_Task to carry out_
Return the full set of records, matching them character for character.
── Records provided ──
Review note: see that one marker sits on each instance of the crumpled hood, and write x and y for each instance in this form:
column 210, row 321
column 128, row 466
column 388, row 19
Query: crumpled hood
───
_Answer for the task_
Review note: see that one marker sits on each instance of the crumpled hood, and write x and y for each instance in this form:
column 210, row 321
column 128, row 466
column 388, row 19
Query: crumpled hood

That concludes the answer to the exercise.